*WHAT YOU WILL DO*. Please reproduce all of the data below line for line, without changing anything.

*STORED RECORDS*.

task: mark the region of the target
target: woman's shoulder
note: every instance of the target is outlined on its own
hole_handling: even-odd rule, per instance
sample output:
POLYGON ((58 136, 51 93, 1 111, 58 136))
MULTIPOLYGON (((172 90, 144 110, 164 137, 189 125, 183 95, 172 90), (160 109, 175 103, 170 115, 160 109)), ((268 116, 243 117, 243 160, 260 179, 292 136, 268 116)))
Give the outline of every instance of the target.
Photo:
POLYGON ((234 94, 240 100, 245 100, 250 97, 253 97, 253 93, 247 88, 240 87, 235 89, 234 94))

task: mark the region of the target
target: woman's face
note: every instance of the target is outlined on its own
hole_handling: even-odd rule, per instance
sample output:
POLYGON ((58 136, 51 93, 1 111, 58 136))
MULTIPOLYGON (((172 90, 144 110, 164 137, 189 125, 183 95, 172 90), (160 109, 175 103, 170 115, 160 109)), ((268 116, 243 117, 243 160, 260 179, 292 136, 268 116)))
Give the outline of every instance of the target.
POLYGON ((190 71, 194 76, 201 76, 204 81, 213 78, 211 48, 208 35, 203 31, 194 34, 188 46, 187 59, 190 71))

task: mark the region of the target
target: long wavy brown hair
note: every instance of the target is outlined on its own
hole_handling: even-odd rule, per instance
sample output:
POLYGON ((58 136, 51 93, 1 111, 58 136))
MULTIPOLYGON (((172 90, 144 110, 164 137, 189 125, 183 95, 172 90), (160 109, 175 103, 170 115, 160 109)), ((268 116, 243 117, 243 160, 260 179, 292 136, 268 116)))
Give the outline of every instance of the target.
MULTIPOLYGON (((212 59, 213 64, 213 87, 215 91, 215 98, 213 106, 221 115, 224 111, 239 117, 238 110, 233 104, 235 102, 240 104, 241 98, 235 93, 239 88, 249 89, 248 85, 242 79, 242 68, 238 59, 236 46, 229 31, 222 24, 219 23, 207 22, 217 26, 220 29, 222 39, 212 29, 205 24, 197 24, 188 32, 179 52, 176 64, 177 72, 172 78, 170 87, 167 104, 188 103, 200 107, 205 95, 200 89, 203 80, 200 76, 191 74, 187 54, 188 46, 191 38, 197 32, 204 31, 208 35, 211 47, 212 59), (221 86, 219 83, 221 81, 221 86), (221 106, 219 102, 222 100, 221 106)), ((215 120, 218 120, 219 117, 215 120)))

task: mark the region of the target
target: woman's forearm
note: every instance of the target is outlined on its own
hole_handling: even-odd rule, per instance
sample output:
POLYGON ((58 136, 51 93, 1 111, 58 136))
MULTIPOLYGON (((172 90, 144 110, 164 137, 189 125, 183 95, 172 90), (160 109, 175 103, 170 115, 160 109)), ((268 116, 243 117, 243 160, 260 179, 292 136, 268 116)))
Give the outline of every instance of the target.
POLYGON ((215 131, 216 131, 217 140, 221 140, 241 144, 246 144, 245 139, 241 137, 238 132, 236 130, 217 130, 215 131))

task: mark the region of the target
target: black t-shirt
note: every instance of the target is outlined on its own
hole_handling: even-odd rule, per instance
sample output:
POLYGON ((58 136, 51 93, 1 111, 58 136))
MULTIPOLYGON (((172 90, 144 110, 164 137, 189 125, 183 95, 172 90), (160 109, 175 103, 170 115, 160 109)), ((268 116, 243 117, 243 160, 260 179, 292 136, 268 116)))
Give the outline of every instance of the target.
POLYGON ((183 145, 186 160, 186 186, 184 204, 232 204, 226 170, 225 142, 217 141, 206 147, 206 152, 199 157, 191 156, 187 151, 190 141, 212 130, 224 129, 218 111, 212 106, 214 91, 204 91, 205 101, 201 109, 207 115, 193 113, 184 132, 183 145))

*ANSWER BELOW*.
task: mark the region of the target
target: woman's shoulder
note: every instance of the target is outlined on its own
hole_handling: even-odd rule, per instance
sample output:
POLYGON ((58 136, 51 93, 1 111, 58 136))
MULTIPOLYGON (((172 90, 144 110, 164 137, 189 125, 183 95, 172 90), (160 109, 175 103, 170 115, 160 109)), ((268 116, 243 117, 243 160, 260 179, 292 136, 268 116)))
Give the outline of every instance of the target.
Photo:
POLYGON ((234 94, 240 100, 245 100, 250 97, 253 97, 253 93, 247 88, 240 87, 235 89, 234 94))

task: mark the region of the target
target: woman's face
note: every instance of the target is outlined on its own
hole_handling: even-odd rule, per instance
sample output:
POLYGON ((58 136, 51 93, 1 111, 58 136))
MULTIPOLYGON (((172 90, 144 110, 164 137, 189 125, 183 95, 172 90), (160 109, 175 103, 170 115, 160 109)), ((268 116, 243 117, 243 160, 260 179, 292 136, 268 116)))
Give the outline of every instance of the target.
POLYGON ((190 71, 194 76, 201 76, 204 81, 213 78, 211 48, 208 35, 203 31, 194 34, 188 46, 187 59, 190 71))

task: mark the region of the target
target: long wavy brown hair
note: every instance of the target is outlined on its own
hole_handling: even-odd rule, per instance
sample output:
POLYGON ((58 136, 51 93, 1 111, 58 136))
MULTIPOLYGON (((172 90, 144 110, 164 137, 189 125, 183 95, 172 90), (160 109, 175 103, 170 115, 160 109)), ((268 116, 243 117, 243 160, 260 179, 292 136, 268 116)))
Give the outline of every instance of the target.
MULTIPOLYGON (((212 59, 213 64, 213 87, 215 91, 215 98, 213 106, 221 115, 224 111, 239 117, 238 110, 233 104, 235 102, 240 104, 241 98, 235 93, 239 88, 249 89, 248 85, 242 79, 242 68, 238 59, 236 46, 229 31, 222 24, 219 23, 207 22, 217 26, 220 29, 222 39, 212 29, 205 24, 197 24, 188 32, 179 52, 176 64, 177 72, 172 78, 170 87, 167 104, 188 103, 200 107, 205 95, 200 89, 203 80, 200 76, 191 74, 187 54, 188 46, 191 38, 197 32, 204 31, 208 35, 211 47, 212 59), (221 86, 219 83, 221 81, 221 86), (221 106, 219 102, 222 100, 221 106)), ((215 120, 218 120, 219 117, 215 120)))

task: mark the region of the target
target: woman's forearm
note: every instance of the target is outlined on its own
hole_handling: even-odd rule, per instance
sample output:
POLYGON ((58 136, 51 93, 1 111, 58 136))
MULTIPOLYGON (((172 90, 144 110, 164 137, 189 125, 183 95, 172 90), (160 109, 175 103, 170 115, 160 109)), ((268 116, 243 117, 243 160, 260 179, 292 136, 268 116)))
Give the outline of every instance of the target.
POLYGON ((215 131, 216 131, 217 140, 221 140, 241 144, 246 144, 245 139, 241 137, 238 132, 236 130, 217 130, 215 131))

task: mark the region of the target
target: black t-shirt
note: every instance of the target is outlined on its own
hole_handling: even-odd rule, per instance
sample output:
POLYGON ((58 136, 51 93, 1 111, 58 136))
MULTIPOLYGON (((172 90, 144 110, 164 137, 189 125, 183 95, 172 90), (160 109, 175 103, 170 115, 160 109)), ((268 116, 243 117, 243 160, 260 179, 292 136, 268 116)))
Give the outline of every instance of the target.
POLYGON ((183 145, 186 160, 186 186, 184 204, 232 204, 226 170, 225 142, 217 141, 206 147, 206 152, 199 157, 191 156, 187 151, 190 141, 212 130, 224 129, 218 111, 212 106, 214 91, 204 91, 205 101, 201 109, 207 115, 193 113, 184 132, 183 145))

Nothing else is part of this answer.